**Source text:**
---
Therefore, the government's role in construction and operations should be limited to oversight — not through enforcing rules and procedures, but through setting goals and incentives, establishing the criteria for success, and selecting the contractors in a structure that encourages both collaboration and competition within a project. This would allow the private sector to conceive and implement more novel, creative, and profitable infrastructure systems at lower costs. Ideally, excess revenue generated from innovation and efficiency would be retained by the private contractors, since they would also have taken on the lion's share of the risks.

Some of the best-managed airports in the world are run this way. The government of the Netherlands, rather than choosing to manage Amsterdam's Schiphol International Airport directly, formed a private corporation called the Schiphol Group. It operates the airport, leases the retail stores and office space, and runs associated logistics and data center businesses. In this case, it is owned by the State of the Netherlands, the City of Amsterdam, and the City of Rotterdam, but it could also be a publicly held company.

Where this kind of arrangement has worked, private contractors regularly provide comprehensive updates on the operations, detailing ongoing costs, maintenance needs, supply-demand balance, and the status of upcoming phases. The government, as well as non-governmental organizations and local citizens, can easily and publicly respond to this information, pointing out the deficiencies in the company's plans so they can be addressed before it is too late. The profession of asset-management specialists is emerging to help both public and private organizations navigate these new types of partnerships, bringing in awareness of best practices from around the world, and helping to define the incentives and procedures that will lead to better results.

One last change would also help: In conventional infrastructure initiatives, the same engineers who build the project often have a hand in approving it. That is a recipe for abuse, and it led, in the 1970s, to a backlash; one motto of the antidevelopment movement was "don't trust the experts." Both the abuse and the lingering backlash attitude from past abuses must be discarded. The relationship between the builder and the approver must be kept at arm's length, but it need not be adversarial. There should be a thorough, up-front exercise in cost-benefit analysis, open to all onlookers, done in time to influence the decision. Incentives for meeting goals in quality, longevity, environmental impact, and employment should be clarified before companies bid for a project.
---
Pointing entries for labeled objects
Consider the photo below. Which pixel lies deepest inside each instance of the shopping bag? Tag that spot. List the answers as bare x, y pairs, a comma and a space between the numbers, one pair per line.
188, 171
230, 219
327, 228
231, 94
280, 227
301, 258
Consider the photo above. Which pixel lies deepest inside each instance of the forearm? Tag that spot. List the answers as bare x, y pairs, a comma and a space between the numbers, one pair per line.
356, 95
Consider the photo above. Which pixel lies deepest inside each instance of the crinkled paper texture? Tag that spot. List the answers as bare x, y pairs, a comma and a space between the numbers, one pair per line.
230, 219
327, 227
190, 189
---
**Exercise objective:**
Please reproduce the infrastructure oversight text word for word, starting with "Some of the" and going on through "publicly held company.".

**Task result:**
Some of the best-managed airports in the world are run this way. The government of the Netherlands, rather than choosing to manage Amsterdam's Schiphol International Airport directly, formed a private corporation called the Schiphol Group. It operates the airport, leases the retail stores and office space, and runs associated logistics and data center businesses. In this case, it is owned by the State of the Netherlands, the City of Amsterdam, and the City of Rotterdam, but it could also be a publicly held company.